- **What is needed**
Below are the records; output them exactly from the first line through the line with "box: [277, 237, 285, 263]", stopping there.

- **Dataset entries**
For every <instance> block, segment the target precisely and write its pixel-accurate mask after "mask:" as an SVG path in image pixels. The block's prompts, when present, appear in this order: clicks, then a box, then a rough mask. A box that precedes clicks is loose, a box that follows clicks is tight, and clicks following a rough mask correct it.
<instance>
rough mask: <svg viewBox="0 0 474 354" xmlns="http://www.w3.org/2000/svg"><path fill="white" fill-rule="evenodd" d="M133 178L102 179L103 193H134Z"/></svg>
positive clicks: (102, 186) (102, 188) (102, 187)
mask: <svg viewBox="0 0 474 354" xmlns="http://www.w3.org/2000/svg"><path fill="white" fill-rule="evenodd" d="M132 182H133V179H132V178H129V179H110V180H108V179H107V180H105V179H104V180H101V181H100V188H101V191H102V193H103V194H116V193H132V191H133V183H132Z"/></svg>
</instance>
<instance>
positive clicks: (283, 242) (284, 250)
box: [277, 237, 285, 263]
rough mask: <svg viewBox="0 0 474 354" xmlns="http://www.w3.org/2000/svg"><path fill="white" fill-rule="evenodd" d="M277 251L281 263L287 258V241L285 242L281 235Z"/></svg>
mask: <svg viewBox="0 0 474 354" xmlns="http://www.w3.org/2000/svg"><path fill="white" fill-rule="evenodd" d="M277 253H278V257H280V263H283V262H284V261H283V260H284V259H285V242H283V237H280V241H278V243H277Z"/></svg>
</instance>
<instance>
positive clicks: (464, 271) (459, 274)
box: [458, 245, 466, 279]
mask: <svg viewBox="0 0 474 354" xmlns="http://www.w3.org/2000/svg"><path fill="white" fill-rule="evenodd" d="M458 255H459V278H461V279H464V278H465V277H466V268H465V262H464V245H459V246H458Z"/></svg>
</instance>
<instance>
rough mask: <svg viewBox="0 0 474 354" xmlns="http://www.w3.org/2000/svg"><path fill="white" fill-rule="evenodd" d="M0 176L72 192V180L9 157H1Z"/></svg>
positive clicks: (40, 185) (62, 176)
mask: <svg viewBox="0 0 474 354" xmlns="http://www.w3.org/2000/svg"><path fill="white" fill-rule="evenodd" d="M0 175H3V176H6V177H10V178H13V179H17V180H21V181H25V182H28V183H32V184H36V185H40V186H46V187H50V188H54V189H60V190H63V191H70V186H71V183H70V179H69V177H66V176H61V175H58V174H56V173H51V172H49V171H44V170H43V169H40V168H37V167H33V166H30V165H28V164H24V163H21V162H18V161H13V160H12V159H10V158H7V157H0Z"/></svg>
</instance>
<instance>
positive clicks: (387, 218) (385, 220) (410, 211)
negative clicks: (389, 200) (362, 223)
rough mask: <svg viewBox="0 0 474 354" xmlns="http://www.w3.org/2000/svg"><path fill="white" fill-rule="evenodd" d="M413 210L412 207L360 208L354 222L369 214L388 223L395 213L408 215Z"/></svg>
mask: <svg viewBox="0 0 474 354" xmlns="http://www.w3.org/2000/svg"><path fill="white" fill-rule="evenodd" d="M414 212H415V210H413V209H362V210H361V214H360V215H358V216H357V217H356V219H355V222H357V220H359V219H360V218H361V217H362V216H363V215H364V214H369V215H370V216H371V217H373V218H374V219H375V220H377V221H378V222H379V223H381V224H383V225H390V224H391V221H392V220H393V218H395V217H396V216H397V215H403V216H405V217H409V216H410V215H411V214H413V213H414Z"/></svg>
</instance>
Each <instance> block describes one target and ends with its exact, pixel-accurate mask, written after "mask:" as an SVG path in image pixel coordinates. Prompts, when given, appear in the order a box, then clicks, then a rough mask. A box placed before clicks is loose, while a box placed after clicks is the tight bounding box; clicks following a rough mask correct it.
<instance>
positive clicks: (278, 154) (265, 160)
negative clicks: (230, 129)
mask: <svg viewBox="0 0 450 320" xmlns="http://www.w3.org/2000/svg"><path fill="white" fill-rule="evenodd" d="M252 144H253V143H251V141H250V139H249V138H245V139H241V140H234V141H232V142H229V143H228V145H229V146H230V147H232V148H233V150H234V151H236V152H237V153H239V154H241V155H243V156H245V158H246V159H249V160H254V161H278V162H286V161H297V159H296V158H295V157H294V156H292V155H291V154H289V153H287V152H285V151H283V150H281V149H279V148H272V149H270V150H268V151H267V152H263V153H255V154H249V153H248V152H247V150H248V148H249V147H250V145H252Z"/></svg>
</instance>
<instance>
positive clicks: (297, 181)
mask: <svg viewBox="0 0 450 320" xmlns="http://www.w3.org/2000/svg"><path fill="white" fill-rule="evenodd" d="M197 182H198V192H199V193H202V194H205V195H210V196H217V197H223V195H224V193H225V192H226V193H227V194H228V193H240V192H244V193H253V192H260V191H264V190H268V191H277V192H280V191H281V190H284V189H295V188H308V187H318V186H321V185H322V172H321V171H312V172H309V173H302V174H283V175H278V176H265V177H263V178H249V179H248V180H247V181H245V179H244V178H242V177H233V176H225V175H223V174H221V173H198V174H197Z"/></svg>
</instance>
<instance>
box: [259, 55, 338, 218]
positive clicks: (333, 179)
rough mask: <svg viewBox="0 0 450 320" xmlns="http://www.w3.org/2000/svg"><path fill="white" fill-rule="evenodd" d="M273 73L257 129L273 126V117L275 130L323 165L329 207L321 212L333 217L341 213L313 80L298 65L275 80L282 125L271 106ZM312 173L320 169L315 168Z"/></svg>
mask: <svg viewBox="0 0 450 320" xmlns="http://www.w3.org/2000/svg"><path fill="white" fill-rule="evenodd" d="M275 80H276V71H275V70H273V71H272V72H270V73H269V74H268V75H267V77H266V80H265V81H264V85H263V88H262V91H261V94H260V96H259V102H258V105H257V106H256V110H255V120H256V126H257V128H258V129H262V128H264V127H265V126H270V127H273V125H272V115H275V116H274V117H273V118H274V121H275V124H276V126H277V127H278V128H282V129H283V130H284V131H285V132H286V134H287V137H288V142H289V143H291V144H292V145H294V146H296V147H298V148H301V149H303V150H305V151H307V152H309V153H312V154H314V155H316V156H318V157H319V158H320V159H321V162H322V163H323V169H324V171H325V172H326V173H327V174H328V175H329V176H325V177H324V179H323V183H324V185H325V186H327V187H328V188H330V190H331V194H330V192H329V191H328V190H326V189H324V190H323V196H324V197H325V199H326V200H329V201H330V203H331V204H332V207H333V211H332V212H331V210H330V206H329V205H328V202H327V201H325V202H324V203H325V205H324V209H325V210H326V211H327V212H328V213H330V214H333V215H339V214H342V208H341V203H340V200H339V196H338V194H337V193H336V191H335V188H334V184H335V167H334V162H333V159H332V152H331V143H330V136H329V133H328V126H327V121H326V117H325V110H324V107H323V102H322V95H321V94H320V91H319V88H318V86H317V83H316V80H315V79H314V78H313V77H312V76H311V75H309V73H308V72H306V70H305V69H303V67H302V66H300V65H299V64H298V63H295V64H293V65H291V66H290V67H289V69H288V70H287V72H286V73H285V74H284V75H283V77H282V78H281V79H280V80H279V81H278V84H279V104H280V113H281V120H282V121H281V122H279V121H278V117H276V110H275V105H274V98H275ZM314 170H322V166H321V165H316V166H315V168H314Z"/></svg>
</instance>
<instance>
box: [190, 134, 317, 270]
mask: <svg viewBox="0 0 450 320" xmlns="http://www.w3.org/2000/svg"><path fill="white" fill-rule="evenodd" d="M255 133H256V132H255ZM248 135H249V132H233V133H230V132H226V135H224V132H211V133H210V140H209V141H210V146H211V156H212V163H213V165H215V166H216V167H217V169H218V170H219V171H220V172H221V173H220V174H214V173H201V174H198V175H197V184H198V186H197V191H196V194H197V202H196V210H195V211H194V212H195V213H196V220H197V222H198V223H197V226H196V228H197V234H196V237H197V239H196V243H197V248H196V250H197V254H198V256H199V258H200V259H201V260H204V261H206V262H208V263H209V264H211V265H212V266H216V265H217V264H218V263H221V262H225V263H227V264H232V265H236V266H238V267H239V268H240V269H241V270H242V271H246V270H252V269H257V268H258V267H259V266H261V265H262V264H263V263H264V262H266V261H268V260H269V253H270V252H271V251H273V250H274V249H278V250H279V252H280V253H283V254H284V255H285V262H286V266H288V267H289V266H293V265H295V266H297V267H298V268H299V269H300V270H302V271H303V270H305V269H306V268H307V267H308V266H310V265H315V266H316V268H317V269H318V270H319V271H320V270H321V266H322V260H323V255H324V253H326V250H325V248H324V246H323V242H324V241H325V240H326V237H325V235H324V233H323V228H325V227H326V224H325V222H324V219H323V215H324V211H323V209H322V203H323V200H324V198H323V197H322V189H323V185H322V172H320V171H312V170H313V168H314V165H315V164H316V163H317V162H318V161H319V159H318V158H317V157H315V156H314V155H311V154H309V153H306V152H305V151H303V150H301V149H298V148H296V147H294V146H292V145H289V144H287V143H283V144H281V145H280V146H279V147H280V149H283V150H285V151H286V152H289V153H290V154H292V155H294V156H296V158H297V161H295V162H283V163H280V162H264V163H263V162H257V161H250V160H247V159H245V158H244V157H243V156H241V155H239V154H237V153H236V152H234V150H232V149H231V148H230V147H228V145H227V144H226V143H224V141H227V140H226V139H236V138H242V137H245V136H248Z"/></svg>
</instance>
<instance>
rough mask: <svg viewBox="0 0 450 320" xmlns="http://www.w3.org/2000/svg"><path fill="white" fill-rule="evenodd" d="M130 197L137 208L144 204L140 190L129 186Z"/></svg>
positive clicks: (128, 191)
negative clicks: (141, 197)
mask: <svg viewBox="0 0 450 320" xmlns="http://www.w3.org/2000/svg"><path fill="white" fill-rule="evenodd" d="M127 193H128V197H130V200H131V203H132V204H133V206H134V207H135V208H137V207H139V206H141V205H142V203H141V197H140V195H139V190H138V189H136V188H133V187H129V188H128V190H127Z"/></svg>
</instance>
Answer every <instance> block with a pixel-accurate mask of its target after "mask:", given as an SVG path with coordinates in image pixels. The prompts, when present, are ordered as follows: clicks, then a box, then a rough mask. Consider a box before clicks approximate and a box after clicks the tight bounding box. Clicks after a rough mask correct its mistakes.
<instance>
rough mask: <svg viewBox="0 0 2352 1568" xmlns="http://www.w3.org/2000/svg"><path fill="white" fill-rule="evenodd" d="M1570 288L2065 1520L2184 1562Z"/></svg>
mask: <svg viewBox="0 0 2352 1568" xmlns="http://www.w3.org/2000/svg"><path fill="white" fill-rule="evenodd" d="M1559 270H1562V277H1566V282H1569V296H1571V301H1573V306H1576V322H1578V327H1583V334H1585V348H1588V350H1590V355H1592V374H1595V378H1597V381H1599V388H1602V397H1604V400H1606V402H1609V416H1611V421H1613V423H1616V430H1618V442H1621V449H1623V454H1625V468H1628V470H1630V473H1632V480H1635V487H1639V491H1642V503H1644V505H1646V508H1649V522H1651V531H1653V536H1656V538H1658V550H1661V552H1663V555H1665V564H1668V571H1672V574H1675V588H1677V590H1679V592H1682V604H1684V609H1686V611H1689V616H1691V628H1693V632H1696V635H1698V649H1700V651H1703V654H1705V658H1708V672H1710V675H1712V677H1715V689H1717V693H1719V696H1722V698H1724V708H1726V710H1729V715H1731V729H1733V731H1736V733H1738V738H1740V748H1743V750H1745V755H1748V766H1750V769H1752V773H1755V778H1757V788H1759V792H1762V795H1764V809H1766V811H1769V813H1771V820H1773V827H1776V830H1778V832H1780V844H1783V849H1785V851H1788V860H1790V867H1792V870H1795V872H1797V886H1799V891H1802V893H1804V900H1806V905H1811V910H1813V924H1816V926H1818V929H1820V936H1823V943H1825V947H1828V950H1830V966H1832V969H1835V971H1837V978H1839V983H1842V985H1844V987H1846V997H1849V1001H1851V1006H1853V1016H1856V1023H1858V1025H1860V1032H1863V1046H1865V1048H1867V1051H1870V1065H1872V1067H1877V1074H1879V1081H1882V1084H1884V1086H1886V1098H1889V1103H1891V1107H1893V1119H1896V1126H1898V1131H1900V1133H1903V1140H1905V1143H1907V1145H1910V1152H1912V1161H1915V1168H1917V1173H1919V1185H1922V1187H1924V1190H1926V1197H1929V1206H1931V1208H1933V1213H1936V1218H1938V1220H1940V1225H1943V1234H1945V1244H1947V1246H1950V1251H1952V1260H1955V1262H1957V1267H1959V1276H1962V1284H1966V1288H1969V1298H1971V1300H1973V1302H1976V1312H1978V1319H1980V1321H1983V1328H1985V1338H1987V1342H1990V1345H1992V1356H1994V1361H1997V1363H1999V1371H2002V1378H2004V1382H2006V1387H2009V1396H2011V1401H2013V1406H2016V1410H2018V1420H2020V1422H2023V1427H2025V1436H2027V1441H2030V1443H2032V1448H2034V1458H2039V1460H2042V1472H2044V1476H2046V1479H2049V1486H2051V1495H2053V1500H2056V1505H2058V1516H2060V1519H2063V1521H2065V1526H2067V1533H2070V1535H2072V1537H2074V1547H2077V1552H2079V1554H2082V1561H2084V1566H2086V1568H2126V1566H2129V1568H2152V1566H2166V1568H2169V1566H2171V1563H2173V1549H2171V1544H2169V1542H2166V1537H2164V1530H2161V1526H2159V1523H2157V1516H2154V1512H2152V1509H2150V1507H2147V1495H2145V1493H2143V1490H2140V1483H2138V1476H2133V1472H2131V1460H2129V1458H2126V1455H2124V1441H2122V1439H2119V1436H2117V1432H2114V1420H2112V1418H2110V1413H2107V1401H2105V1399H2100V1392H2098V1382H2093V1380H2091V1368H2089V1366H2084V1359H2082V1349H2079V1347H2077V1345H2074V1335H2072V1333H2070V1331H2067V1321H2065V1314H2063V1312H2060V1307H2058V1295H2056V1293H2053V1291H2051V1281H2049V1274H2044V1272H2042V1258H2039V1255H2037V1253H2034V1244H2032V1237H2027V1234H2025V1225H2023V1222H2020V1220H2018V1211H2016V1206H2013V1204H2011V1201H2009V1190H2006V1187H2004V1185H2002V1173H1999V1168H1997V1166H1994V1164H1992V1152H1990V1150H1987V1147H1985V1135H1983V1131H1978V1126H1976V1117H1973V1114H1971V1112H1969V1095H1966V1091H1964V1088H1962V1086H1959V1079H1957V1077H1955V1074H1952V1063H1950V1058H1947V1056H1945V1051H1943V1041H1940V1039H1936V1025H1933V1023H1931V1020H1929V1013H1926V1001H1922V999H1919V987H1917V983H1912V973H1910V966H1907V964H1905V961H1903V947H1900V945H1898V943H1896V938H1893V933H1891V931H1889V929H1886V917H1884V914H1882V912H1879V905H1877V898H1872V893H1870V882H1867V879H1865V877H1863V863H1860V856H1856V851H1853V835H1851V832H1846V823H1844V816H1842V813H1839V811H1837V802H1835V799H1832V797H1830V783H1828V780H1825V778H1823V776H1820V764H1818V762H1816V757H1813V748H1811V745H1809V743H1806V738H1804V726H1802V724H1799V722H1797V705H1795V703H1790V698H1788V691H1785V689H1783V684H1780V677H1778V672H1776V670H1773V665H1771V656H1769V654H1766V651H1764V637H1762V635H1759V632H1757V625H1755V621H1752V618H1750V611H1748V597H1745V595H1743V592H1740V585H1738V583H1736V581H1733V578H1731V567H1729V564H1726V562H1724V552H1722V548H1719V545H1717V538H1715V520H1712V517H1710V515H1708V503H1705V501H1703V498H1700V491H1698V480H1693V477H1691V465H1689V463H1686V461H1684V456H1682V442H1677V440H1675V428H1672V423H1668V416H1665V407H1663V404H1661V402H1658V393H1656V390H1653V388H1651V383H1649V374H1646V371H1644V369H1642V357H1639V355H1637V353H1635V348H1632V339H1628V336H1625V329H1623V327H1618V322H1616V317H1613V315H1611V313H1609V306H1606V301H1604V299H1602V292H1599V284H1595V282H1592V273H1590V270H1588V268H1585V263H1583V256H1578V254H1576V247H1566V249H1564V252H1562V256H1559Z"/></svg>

- **Exercise output**
For every <instance> block, segment the target precisely and write its pixel-accurate mask after "mask:" as an SVG path in image pixels. The block's prompts, when present, appear in this order: clicks, then a box, then a rough mask. A box that precedes clicks is loose, a box that follows clicks is tight, and clicks following a rough mask correct it.
<instance>
rough mask: <svg viewBox="0 0 474 354" xmlns="http://www.w3.org/2000/svg"><path fill="white" fill-rule="evenodd" d="M133 178L102 179L103 193H134Z"/></svg>
positive clicks: (102, 186) (102, 188) (102, 187)
mask: <svg viewBox="0 0 474 354" xmlns="http://www.w3.org/2000/svg"><path fill="white" fill-rule="evenodd" d="M132 182H133V179H132V178H129V179H110V180H108V179H107V180H105V179H104V180H101V181H100V188H101V191H102V193H103V194H116V193H132V191H133V183H132Z"/></svg>
</instance>
<instance>
positive clicks: (283, 242) (284, 250)
box: [277, 237, 285, 263]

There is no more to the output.